## TEXTE À LIRE
________

ATAS/994/2014 (2) du 09.09.2014 ( PC ) , REJETE

Descripteurs : PRESTATION COMPLÉMENTAIRE ; DROIT CANTONAL ; ENFANT ; MÉNAGE COMMUN ; DROIT DE GARDE
Normes : LPCC.36A; LPCC.36C
Résumé : Lorsque le droit de garde des enfants du requérant a été attribué à la mère par jugement de séparation et qu'un large droit de visite a été accordé au requérant, les enfants ne sauraient être considérés comme faisant ménage commun avec leur père lorsqu'ils vivent de façon prépondérante chez leur mère, ce d'autant plus qu'ils sont domiciliés chez elle selon l'Office cantonal de la population.
En fait
En droit
RÉPUBLIQUE ET CANTON DE GENÈVE

POUVOIR JUDICIAIRE

 

A/1824/2014 ATAS/994/2014

COUR DE JUSTICE

Chambre des assurances sociales

Arrêt du 9 septembre 2014

1ère Chambre

 

En la cause

Monsieur A______, domicilié au GRAND-LANCY

recourant

 

contre

SERVICE DES PRESTATIONS COMPLEMENTAIRES, sis route de Chêne 54, GENÈVE

intimé

 


EN FAIT

1.        Monsieur A______, né le ______ 1983, a déposé une demande visant à l’octroi de prestations complémentaires familiales le 17 mars 2014 auprès du Service des prestations complémentaires (ci-après SPC).

2.        Par décision du 24 mars 2014, le SPC a rejeté sa demande, rappelant que seules les personnes qui forment une famille composée au minimum d’un adulte et d’un enfant avec lequel un lien de filiation est établi, peuvent prétendre aux prestations complémentaires familiales.

3.        L’intéressé a formé opposition le 17 avril 2014. Il précise qu’il est séparé de son épouse, et que leurs deux enfants, B______ et C______, nés le ______ 2008, « vivent une partie de leur temps chez leur mère, et une autre chez moi-même, conformément au jugement de séparation du 8 mars 2013 ».

4.        Sur demande du SPC, l’intéressé a versé au dossier copie dudit jugement le 15 mai 2014. Il appert qu’il s’agit d’un arrêt rendu par la Cour de justice, chambre civile, confirmant un jugement du Tribunal de première instance du 15 octobre 2012.

Aux termes de ce jugement, la garde des enfants a été attribuée à la mère, étant précisé qu’« un large droit de visite est réservé au père, droit de visite qui s’exercera, à défaut d’accord contraire des parties, à raison de sept nuits par mois, selon un calendrier à établir d’avance par les parties, ainsi que pendant la moitié des vacances scolaires ». L’intéressé s’est par ailleurs engagé à payer à son épouse, au titre de contribution à l’entretien des enfants, par mois, d’avance et par enfant, allocations familiales ou d’études non comprises, les sommes suivantes :

CHF 350.- jusqu’à l’âge de 10 ans

CHF 400.- de 10 ans à 15 ans

CHF 450.- de 15 ans jusqu’à la majorité, voire au-delà de la majorité, mais jusqu’à 25 ans au plus tard, si l’enfant bénéficiaire poursuit des études sérieuses et régulières ou n’a pas achevé sa formation professionnelle.

________

## CONSIGNE A
Énumérez tous les descripteurs indiqués en tête de l'arrêt.

________

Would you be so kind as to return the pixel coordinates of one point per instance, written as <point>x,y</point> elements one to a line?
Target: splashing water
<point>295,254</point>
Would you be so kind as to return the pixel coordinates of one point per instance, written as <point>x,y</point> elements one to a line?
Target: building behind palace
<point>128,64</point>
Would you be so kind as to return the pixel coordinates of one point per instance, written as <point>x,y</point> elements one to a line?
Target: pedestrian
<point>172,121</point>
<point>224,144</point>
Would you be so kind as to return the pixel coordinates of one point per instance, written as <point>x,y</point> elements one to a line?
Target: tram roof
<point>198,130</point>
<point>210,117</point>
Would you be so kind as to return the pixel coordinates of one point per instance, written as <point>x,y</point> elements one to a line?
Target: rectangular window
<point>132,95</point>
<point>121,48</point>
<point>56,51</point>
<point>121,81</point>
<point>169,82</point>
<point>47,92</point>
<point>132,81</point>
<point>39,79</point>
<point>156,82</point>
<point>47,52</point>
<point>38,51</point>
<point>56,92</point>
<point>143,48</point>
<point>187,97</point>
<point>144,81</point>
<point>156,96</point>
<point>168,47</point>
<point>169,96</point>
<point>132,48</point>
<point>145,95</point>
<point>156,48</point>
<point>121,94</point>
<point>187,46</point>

________

## CONSIGNE B
Réécrivez toutes les lignes de l'extrait de données en remplaçant « Would you be so kind as to » par « Please », sans rien modifier d'autre.

## RÉSULTAT A
PRESTATION COMPLÉMENTAIRE
DROIT CANTONAL
ENFANT
MÉNAGE COMMUN
DROIT DE GARDE

## RÉSULTAT B
Please return the pixel coordinates of one point per instance, written as <point>x,y</point> elements one to a line?
Target: splashing water
<point>295,254</point>
Please return the pixel coordinates of one point per instance, written as <point>x,y</point> elements one to a line?
Target: building behind palace
<point>128,64</point>
Please return the pixel coordinates of one point per instance, written as <point>x,y</point> elements one to a line?
Target: pedestrian
<point>172,121</point>
<point>224,144</point>
Please return the pixel coordinates of one point per instance, written as <point>x,y</point> elements one to a line?
Target: tram roof
<point>198,130</point>
<point>210,117</point>
Please return the pixel coordinates of one point per instance, written as <point>x,y</point> elements one to a line?
Target: rectangular window
<point>132,95</point>
<point>121,48</point>
<point>56,51</point>
<point>121,81</point>
<point>169,82</point>
<point>47,92</point>
<point>132,81</point>
<point>39,79</point>
<point>156,82</point>
<point>47,52</point>
<point>38,51</point>
<point>56,92</point>
<point>143,48</point>
<point>187,97</point>
<point>144,81</point>
<point>156,96</point>
<point>168,47</point>
<point>169,96</point>
<point>132,48</point>
<point>145,95</point>
<point>156,48</point>
<point>121,94</point>
<point>187,46</point>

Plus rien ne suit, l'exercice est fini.